===== 文書の抜粋 =====

オムロン サイニックエックス株式会社(本社:東京都文京区、代表取締役社長:諏訪正樹、以下OSX)は、多数の自動走行ロボット(以下 エージェント)が隊列を組み移動する際に、衝突することなく目的地に移動するための経路計画において、繰り返し同じ軌道を移動する周期的な経路を活用することで処理量(以下 スループット)を高めることのできる新たな経路計画手法を提案しました。この手法は、従来エージェントに対し、個別に都度計算していた経路計画が、事前の経路計画のみで適用することができるため経路計画の計算時間を大幅に削減し、スループットを高めることが可能となります。

本成果の詳細は、2月7日から14日までアメリカ合衆国ワシントンD.C.で開催される国際会議「The 37th AAAI International Conference on Artificial Intelligence」にて発表を行います。

「AAAI」はAssociation for the Advancement of Artificial Intelligence(アメリカ人工知能学会)が主催する、人工知能分野において国際的に権威のある主要国際会議の1つです。2023年は37回目の開催となり、8,777件の投稿の中からおよそ19.6%の論文が採択されています。OSXの発表は、2023年2月12日(現地時間)を予定しています。

<採択された論文情報>
論文タイトル:「Periodic Multi-Agent Path Planning」
著者:笠浦 一海(OSX)、米谷 竜(OSX)、西村 真衣(OSX)

開発した技術の特長は、以下の通りです。


■研究の背景
近年、物流や移動におけるモビリティにおいて、自動運転車両の活用や開発が加速しています。その実用化においては、隊列を組む自動運転車両が交差点において衝突することなく効率的に移動するための経路計画手法は重要な課題の1つであり、様々な研究開発が行われています。

=====

### 課題一覧:
1) 経路計画の文章について、次の(a)〜(c)は内容と一致しますか?それぞれ「はい」か「いいえ」で答え、決め手となる文章中の語句を正確に引用してください。
(a) 本成果は、ワシントンD.C.で開催される国際会議で発表される。
(b) 2023年のAAAIは30回目の開催である。
(c) 採択された論文の著者は4名である。
2) 経路計画手法の文章を、最後の文の後から引き継いで書き進めてもらえますか?
次の行は、上の経路計画の文章とは関係がありません。

===== 抽出情報 =====

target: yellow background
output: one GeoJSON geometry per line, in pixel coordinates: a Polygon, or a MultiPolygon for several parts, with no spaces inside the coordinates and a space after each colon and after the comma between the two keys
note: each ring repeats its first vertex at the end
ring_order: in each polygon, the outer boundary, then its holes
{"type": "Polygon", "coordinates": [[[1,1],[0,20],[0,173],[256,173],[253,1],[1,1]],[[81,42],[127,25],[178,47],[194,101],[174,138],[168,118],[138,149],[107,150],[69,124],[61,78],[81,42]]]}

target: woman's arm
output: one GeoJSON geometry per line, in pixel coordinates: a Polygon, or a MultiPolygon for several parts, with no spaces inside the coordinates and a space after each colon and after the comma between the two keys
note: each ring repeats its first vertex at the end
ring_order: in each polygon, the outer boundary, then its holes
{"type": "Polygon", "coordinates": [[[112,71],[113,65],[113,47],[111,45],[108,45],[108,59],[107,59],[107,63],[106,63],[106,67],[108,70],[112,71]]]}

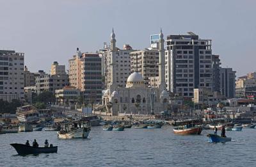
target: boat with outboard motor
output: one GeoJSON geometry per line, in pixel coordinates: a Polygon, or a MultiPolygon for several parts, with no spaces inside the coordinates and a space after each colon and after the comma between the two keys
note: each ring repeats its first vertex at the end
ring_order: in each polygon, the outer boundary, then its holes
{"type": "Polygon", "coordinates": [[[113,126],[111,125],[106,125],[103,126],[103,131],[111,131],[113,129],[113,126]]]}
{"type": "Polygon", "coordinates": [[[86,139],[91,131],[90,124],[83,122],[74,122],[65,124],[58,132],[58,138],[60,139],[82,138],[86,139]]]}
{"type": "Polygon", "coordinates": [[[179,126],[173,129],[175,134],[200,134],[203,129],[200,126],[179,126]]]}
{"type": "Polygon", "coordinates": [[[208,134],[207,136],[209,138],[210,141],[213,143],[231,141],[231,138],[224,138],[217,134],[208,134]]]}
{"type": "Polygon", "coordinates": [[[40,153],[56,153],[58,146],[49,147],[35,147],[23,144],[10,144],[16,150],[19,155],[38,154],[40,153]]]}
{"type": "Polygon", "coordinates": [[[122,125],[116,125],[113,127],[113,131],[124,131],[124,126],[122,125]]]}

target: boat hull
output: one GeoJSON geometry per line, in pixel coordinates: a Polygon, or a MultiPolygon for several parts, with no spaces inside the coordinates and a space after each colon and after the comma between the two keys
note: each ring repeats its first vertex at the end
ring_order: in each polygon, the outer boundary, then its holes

=====
===== 抽出情報 =====

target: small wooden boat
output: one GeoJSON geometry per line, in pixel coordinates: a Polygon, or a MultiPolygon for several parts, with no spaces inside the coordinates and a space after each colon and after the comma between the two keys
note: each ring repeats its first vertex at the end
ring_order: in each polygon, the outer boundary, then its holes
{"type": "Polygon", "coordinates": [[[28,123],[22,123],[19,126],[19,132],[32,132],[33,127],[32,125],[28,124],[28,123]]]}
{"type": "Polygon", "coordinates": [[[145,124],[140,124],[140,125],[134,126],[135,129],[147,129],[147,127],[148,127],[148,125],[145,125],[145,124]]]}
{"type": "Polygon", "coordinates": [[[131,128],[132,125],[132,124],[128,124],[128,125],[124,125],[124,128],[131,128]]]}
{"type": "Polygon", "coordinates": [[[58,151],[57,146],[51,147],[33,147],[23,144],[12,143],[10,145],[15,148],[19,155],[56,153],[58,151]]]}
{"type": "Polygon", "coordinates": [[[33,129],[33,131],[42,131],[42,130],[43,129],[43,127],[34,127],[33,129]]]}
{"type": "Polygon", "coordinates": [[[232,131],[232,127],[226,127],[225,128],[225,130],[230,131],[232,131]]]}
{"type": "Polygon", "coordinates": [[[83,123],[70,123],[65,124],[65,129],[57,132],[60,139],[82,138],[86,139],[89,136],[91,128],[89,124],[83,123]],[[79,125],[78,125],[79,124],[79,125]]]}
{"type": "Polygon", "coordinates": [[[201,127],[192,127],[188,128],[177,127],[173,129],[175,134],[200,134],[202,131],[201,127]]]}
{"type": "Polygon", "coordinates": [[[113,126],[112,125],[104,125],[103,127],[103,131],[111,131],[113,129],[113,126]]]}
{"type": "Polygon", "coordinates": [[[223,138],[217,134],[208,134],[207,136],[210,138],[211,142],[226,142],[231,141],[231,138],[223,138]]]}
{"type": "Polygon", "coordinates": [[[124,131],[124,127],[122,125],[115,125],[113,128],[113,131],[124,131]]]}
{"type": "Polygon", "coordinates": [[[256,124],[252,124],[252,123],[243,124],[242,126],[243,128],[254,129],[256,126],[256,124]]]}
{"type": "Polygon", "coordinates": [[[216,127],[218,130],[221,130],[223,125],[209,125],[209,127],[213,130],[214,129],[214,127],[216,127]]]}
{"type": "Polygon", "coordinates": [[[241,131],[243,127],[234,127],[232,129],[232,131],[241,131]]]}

=====

### 回答:
1)
(a) はい。「2月7日から14日までアメリカ合衆国ワシントンD.C.で開催される国際会議」
(b) いいえ。「2023年は37回目の開催となり」
(c) いいえ。「著者:笠浦 一海(OSX)、米谷 竜(OSX)、西村 真衣(OSX)」

2)
このような場面では、隊列を組むエージェントをそれぞれの目的地に到達させるため、エージェント同士が衝突することの無い移動経路を導き出す経路計画技術が重要です。しかし、従来の手法※1は、個別のエージェントそれぞれに対する経路計算を行っていたため、エージェントの数が多くなると先に移動するエージェントは後に移動するエージェントを考慮できないため、エージェント同士が協調し合った効率的な経路計画をすることができずスループットを高くすることが難しいという課題がありました。

※1 例えば、Dresner, K.; and Stone, P. 2008. A multiagent approach to autonomous intersection management. Journal of Artificial Intelligence Research, 31: 591–656.


■研究の概要
このような課題に対して、今回、多くのエージェントが衝突することなく、よりスループットの高い経路計画をするために、隊列を組むエージェントに対し、繰り返し同じ軌道を移動する周期的なマルチエージェント経路計画を活用する手法を提案いたしました。個別のエージェントに対する経路計画を都度するのではなく、衝突することのない繰り返し同じ軌道を移動する周期的な経路の組み合わせを解として事前に持つことで、多くのエージェントに対しても高いスループットを実現することができます。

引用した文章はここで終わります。